Text for analysis:
=== Begin Enclosure ===

"Then Saul clothed David with his armor. He put a helmet of bronze on his head and clothed him with a coat of mail, and David strapped his sword over his armor. And he tried in vain to go, for he had not tested them. The David said to Saul, 'I cannot go with these for I have not tested them.' So David put them off." 1 Samuel 17:38 - 39
When I was a kid, my dad was my image of manhood. Tall and strong, thick wrists, veteran of the Great War, a provider, and a good friend, he was to me as a child, nothing short of a hero. Dad would never have put his own armor on me to go fight a man's battle. I know for a fact he would have pushed me aside and said, "Here, let a man do this." Saul, a warrior king, is sending in a boy to do a man's job. In almost a cowardly and guilty move, he suits up David in his own armor. Imagine your own baseball or football team, desperate to win, sending in a 14-year-old boy in the uniform of the greatest player of the team in order to defeat the much-feared opponent. The stands would erupt in laughter, the other side jeering and taunting, as the kid drags a jersey that fits well past his hands to take the mound or the field.
We use this familiar passage used before as the first in a series of devotions on "masculinity." True masculinity. What does it look like? What is its source? How does a truly masculine man behave, think, act, teach, lead, follow and do a host of other things? In truth, what shapes us like Saul attempted to shape David before the battle?
Masculinity is a phrase that gets bantied about all the time. In some circles, masculinity is a bad word, made worse by descriptors or adjectives like "toxic" or "archaic." Masculinity, as a counter, from other circles, is a good word because what's wrong with the world is men have been emasculated and stripped of manhood and had feminine qualities placed on them as expectations. Both kinds of thinking are a reaction to a perception or an experience. It is almost exclusively a western culture conversation and phenomenon.

=== End Enclosure ===

Work required:
According to the devotion on masculinity, what did Saul put on David's head?

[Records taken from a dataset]
=== Begin Enclosure ===

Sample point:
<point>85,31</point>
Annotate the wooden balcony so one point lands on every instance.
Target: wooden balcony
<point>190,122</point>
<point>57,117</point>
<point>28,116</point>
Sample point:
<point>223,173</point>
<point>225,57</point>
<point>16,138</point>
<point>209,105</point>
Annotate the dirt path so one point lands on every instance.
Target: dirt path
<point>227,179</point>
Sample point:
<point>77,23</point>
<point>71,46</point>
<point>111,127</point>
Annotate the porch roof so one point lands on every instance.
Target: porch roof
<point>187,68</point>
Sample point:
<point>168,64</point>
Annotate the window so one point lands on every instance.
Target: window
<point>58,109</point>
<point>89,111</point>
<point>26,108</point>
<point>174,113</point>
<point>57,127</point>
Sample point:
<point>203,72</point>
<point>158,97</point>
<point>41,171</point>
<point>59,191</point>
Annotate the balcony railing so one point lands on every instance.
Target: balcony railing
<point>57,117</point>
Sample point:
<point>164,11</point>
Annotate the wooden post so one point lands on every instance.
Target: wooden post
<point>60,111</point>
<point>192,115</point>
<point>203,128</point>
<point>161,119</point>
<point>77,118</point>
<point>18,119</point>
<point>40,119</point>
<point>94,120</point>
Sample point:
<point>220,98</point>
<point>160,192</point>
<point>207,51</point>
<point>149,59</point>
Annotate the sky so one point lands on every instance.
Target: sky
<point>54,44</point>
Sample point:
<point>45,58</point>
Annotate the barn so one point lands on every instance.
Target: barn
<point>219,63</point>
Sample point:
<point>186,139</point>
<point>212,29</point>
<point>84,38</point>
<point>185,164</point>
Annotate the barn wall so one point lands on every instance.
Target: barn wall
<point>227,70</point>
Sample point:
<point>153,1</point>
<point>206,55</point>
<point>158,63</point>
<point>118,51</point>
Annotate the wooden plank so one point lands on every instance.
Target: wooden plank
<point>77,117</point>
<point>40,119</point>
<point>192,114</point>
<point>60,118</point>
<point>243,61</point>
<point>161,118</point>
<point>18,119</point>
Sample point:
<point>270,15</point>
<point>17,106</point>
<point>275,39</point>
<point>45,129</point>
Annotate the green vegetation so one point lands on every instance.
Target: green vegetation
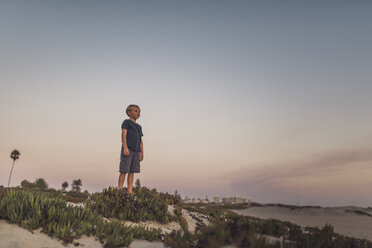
<point>104,213</point>
<point>246,231</point>
<point>34,210</point>
<point>148,205</point>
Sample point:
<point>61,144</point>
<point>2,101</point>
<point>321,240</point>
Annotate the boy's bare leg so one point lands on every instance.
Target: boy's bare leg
<point>130,182</point>
<point>121,180</point>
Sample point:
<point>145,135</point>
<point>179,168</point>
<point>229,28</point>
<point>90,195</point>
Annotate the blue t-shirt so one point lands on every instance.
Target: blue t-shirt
<point>134,133</point>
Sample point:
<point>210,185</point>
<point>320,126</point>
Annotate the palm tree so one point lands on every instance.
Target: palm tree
<point>14,155</point>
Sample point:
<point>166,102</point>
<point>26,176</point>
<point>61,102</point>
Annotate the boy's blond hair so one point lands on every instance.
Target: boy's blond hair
<point>130,107</point>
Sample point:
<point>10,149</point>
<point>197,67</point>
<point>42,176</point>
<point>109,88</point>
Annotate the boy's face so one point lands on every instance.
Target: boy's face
<point>135,113</point>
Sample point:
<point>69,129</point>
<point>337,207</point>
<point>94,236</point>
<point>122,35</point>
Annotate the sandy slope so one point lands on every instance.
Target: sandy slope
<point>14,236</point>
<point>345,220</point>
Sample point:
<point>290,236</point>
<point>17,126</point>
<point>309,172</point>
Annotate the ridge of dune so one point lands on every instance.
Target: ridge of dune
<point>347,220</point>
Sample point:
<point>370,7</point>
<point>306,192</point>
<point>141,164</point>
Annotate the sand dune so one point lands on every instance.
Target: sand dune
<point>350,221</point>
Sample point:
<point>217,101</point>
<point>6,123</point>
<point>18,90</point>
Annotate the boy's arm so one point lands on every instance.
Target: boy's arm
<point>124,138</point>
<point>141,146</point>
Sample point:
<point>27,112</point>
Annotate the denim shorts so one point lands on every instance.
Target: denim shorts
<point>131,163</point>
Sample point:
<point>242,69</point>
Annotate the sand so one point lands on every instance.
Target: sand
<point>14,236</point>
<point>345,220</point>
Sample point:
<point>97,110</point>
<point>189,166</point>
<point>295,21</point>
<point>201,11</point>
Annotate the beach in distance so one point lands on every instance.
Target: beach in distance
<point>351,221</point>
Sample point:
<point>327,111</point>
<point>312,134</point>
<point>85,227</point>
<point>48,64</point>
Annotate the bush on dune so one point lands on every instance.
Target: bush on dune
<point>34,210</point>
<point>146,205</point>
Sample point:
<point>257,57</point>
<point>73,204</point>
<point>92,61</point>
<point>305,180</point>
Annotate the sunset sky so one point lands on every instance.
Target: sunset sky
<point>269,100</point>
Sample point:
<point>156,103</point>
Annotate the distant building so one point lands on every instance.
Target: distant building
<point>193,200</point>
<point>235,199</point>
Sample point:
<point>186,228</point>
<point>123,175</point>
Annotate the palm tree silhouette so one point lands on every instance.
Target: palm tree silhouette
<point>14,155</point>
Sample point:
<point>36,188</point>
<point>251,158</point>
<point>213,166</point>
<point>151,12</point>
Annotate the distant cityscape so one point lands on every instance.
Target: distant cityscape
<point>218,200</point>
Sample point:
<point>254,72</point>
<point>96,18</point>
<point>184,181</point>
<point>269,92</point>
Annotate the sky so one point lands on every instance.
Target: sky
<point>269,100</point>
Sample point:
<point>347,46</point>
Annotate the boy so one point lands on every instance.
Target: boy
<point>131,149</point>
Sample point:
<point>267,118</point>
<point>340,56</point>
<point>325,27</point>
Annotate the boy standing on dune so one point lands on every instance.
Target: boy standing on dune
<point>132,147</point>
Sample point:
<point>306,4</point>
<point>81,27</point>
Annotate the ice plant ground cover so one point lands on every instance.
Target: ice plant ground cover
<point>103,215</point>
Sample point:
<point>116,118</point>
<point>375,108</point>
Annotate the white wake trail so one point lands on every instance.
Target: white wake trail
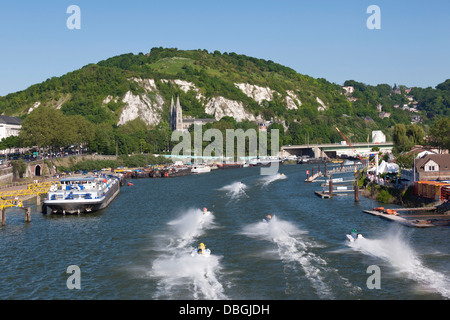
<point>395,250</point>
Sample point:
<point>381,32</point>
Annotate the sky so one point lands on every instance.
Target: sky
<point>323,38</point>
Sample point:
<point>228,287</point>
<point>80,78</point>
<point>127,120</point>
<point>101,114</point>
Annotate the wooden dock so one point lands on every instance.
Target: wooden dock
<point>313,177</point>
<point>345,169</point>
<point>400,219</point>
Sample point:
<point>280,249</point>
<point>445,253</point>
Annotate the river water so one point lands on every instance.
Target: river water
<point>139,247</point>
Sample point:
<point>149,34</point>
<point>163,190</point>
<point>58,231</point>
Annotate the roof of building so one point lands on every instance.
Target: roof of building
<point>443,160</point>
<point>10,120</point>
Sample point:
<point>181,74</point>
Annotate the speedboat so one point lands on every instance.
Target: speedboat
<point>200,169</point>
<point>354,235</point>
<point>205,212</point>
<point>199,252</point>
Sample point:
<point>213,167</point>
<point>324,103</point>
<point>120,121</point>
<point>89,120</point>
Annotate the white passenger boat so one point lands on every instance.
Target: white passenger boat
<point>200,169</point>
<point>82,194</point>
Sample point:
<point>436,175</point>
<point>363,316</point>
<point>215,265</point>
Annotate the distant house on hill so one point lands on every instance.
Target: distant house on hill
<point>9,126</point>
<point>433,167</point>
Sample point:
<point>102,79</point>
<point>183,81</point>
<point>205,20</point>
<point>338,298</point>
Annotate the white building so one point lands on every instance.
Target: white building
<point>9,126</point>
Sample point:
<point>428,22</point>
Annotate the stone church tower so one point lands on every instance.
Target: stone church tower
<point>175,116</point>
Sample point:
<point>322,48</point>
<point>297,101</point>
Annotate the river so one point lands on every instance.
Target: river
<point>139,247</point>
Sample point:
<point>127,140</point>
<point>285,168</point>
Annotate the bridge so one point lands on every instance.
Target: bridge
<point>334,150</point>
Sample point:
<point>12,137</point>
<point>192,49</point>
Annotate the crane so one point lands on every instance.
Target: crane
<point>348,142</point>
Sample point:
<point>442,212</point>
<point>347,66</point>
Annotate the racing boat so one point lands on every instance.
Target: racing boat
<point>82,194</point>
<point>201,251</point>
<point>354,235</point>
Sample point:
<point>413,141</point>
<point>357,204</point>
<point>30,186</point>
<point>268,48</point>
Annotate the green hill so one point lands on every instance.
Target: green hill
<point>139,88</point>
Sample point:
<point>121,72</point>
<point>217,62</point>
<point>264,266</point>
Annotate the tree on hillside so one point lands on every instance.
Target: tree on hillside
<point>440,134</point>
<point>44,127</point>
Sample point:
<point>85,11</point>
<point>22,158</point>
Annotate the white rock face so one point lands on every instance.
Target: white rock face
<point>257,93</point>
<point>220,107</point>
<point>137,106</point>
<point>148,84</point>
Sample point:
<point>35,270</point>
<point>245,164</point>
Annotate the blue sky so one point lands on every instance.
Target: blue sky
<point>323,38</point>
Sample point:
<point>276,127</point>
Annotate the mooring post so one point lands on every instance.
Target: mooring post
<point>330,185</point>
<point>27,214</point>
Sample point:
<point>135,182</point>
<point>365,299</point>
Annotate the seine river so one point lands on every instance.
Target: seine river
<point>139,247</point>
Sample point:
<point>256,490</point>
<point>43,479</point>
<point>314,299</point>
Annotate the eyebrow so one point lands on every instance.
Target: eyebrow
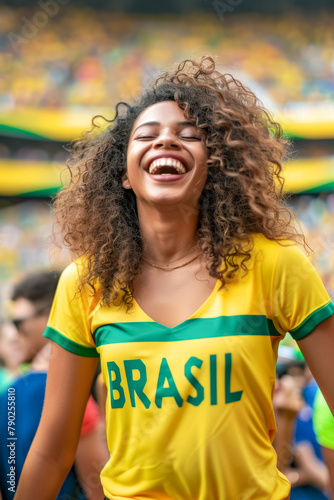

=== End Enclosure ===

Answer to the problem:
A helmet of bronze.